Bounding box annotation entries:
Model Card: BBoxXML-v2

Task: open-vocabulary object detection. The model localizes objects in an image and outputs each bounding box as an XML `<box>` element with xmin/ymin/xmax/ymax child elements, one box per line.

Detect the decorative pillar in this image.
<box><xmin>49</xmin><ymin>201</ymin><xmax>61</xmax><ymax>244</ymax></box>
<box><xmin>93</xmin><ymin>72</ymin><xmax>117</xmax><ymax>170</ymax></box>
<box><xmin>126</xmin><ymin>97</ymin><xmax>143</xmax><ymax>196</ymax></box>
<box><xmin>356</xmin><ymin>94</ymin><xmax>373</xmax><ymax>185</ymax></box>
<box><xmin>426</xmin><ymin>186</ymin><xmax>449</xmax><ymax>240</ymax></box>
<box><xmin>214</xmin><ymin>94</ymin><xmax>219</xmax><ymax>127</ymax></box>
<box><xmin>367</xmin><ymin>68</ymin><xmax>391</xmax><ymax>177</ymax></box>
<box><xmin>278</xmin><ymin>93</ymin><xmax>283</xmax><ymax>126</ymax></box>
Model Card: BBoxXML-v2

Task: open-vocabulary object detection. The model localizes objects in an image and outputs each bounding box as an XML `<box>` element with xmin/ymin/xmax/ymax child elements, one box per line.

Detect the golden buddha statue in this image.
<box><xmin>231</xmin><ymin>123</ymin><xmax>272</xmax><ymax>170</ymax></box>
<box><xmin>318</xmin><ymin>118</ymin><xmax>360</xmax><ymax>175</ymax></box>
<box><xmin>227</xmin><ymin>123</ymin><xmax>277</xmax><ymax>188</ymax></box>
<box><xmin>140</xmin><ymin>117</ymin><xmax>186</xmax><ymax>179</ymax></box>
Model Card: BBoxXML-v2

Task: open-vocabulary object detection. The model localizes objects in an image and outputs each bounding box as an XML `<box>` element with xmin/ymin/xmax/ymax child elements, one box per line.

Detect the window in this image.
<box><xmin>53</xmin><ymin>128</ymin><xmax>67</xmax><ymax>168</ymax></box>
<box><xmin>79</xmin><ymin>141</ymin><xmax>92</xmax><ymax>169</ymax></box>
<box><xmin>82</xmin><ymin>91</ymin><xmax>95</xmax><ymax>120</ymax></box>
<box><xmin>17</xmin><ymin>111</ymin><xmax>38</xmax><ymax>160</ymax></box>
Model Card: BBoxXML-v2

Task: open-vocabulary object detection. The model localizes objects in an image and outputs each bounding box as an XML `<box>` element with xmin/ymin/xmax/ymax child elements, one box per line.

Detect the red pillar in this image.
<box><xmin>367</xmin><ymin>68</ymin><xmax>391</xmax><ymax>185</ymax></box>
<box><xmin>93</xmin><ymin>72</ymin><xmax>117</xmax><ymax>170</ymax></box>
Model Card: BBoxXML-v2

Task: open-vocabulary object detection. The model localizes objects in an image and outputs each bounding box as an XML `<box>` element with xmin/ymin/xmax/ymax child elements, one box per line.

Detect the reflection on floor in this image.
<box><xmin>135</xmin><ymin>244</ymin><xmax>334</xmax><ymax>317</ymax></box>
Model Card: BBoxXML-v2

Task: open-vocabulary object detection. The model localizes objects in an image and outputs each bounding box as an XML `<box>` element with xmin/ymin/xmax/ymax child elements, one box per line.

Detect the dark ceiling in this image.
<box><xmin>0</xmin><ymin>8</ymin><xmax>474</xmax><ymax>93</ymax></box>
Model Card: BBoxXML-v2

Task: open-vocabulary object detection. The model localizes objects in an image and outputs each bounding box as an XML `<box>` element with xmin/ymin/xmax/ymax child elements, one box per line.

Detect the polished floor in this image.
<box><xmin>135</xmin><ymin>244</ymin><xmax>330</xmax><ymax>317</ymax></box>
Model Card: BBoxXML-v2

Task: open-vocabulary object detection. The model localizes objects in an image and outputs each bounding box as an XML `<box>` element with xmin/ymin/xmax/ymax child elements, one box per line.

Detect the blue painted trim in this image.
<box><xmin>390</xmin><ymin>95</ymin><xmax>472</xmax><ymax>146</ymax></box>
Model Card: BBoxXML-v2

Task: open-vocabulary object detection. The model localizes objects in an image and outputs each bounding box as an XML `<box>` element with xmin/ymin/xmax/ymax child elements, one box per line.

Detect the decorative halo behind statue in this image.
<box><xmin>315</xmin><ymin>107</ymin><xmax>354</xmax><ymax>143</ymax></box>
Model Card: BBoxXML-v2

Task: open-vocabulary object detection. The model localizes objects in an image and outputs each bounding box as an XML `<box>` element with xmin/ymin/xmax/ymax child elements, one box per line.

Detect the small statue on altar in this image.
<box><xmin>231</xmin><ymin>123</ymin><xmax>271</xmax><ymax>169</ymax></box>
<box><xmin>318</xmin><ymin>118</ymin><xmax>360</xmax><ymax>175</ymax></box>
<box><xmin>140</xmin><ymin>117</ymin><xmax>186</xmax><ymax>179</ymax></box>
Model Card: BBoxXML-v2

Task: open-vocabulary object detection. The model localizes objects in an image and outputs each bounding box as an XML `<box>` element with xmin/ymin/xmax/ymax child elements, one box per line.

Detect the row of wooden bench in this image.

* **WHAT IS REQUIRED**
Set out every line of the records above as a numbered list, dropping any blank lines.

* **OUTPUT FOR THIS TASK**
1. Model Card: BBoxXML-v2
2. Task: open-vocabulary object detection. The model localizes objects in an image and outputs each bounding box as an XML `<box>` element with xmin/ymin/xmax/ymax child elements, one box per line.
3. Detect the decorative pillar in this image.
4. <box><xmin>49</xmin><ymin>201</ymin><xmax>61</xmax><ymax>244</ymax></box>
5. <box><xmin>93</xmin><ymin>72</ymin><xmax>117</xmax><ymax>170</ymax></box>
6. <box><xmin>126</xmin><ymin>97</ymin><xmax>143</xmax><ymax>196</ymax></box>
7. <box><xmin>356</xmin><ymin>94</ymin><xmax>373</xmax><ymax>185</ymax></box>
8. <box><xmin>426</xmin><ymin>186</ymin><xmax>449</xmax><ymax>240</ymax></box>
9. <box><xmin>214</xmin><ymin>94</ymin><xmax>219</xmax><ymax>127</ymax></box>
10. <box><xmin>367</xmin><ymin>68</ymin><xmax>391</xmax><ymax>177</ymax></box>
11. <box><xmin>278</xmin><ymin>93</ymin><xmax>283</xmax><ymax>126</ymax></box>
12. Model Card: BBoxXML-v2
13. Task: open-vocabulary object detection. The model localizes objects in an image and outputs each bounding box as an XML `<box>` element with xmin/ymin/xmax/ymax child elements, one box per line.
14. Detect the golden buddha statue in this image.
15. <box><xmin>231</xmin><ymin>123</ymin><xmax>272</xmax><ymax>170</ymax></box>
16. <box><xmin>318</xmin><ymin>118</ymin><xmax>360</xmax><ymax>175</ymax></box>
17. <box><xmin>227</xmin><ymin>123</ymin><xmax>277</xmax><ymax>188</ymax></box>
18. <box><xmin>140</xmin><ymin>117</ymin><xmax>186</xmax><ymax>179</ymax></box>
19. Model Card: BBoxXML-v2
20. Task: open-vocabulary object detection. The model localizes objects in an image and outputs each bounding box as an XML `<box>` element with xmin/ymin/xmax/ymax child elements, one box per line.
21. Detect the window in this image.
22. <box><xmin>53</xmin><ymin>128</ymin><xmax>67</xmax><ymax>168</ymax></box>
23. <box><xmin>79</xmin><ymin>141</ymin><xmax>92</xmax><ymax>169</ymax></box>
24. <box><xmin>82</xmin><ymin>91</ymin><xmax>95</xmax><ymax>120</ymax></box>
25. <box><xmin>17</xmin><ymin>111</ymin><xmax>38</xmax><ymax>160</ymax></box>
26. Model Card: BBoxXML-v2
27. Task: open-vocabulary object detection. The model localizes objects in an image and outputs each bounding box as an XML `<box>` element with xmin/ymin/xmax/ymax child elements, one box per line.
28. Detect the red pillar in this image.
29. <box><xmin>367</xmin><ymin>68</ymin><xmax>391</xmax><ymax>185</ymax></box>
30. <box><xmin>93</xmin><ymin>72</ymin><xmax>117</xmax><ymax>170</ymax></box>
31. Model Card: BBoxXML-v2
32. Task: open-vocabulary object detection. The model localizes objects in an image and outputs each bounding box as an XML `<box>` element with xmin/ymin/xmax/ymax child elements, one box per line.
33. Detect the reflection on floor in this image.
34. <box><xmin>135</xmin><ymin>244</ymin><xmax>334</xmax><ymax>317</ymax></box>
35. Model Card: BBoxXML-v2
36. Task: open-vocabulary object detection. The model localizes objects in an image and outputs each bounding box as an XML `<box>` element with xmin/ymin/xmax/ymax child elements, one box per line.
37. Detect the dark ceiling in this image.
38. <box><xmin>0</xmin><ymin>8</ymin><xmax>474</xmax><ymax>93</ymax></box>
39. Model Card: BBoxXML-v2
40. Task: open-vocabulary object detection. The model localizes objects in an image and outputs each bounding box as an XML `<box>` element with xmin/ymin/xmax/ymax child elements, one box per line.
41. Detect the polished floor in this image.
42. <box><xmin>135</xmin><ymin>244</ymin><xmax>330</xmax><ymax>317</ymax></box>
43. Model Card: BBoxXML-v2
44. Task: open-vocabulary object detection. The model localizes objects in an image and outputs each bounding box as an XML `<box>` element with xmin/ymin/xmax/ymax child elements, one box per line.
45. Detect the blue painted trim in this image.
46. <box><xmin>390</xmin><ymin>95</ymin><xmax>472</xmax><ymax>146</ymax></box>
47. Model Card: BBoxXML-v2
48. Task: open-vocabulary object detection. The model localizes objects in an image and outputs each bounding box as an XML `<box>` element with xmin/ymin/xmax/ymax child elements, one box per line.
49. Detect the decorative halo behind statue in this image.
50. <box><xmin>315</xmin><ymin>107</ymin><xmax>354</xmax><ymax>143</ymax></box>
51. Model Card: BBoxXML-v2
52. Task: open-vocabulary object detection. The model localizes objects in an image and outputs each bounding box as an XML `<box>` element with xmin/ymin/xmax/ymax child elements, one box per line.
53. Detect the small statue on altar in this image.
54. <box><xmin>231</xmin><ymin>123</ymin><xmax>271</xmax><ymax>169</ymax></box>
55. <box><xmin>318</xmin><ymin>118</ymin><xmax>360</xmax><ymax>175</ymax></box>
56. <box><xmin>140</xmin><ymin>117</ymin><xmax>186</xmax><ymax>179</ymax></box>
57. Model Card: BBoxXML-v2
58. Task: open-vocabulary object detection. The model localizes objects in an image and outputs each bounding box as an XML `<box>` element with xmin/ymin/xmax/ymax child elements, one box per line.
59. Detect the row of wooden bench in this image.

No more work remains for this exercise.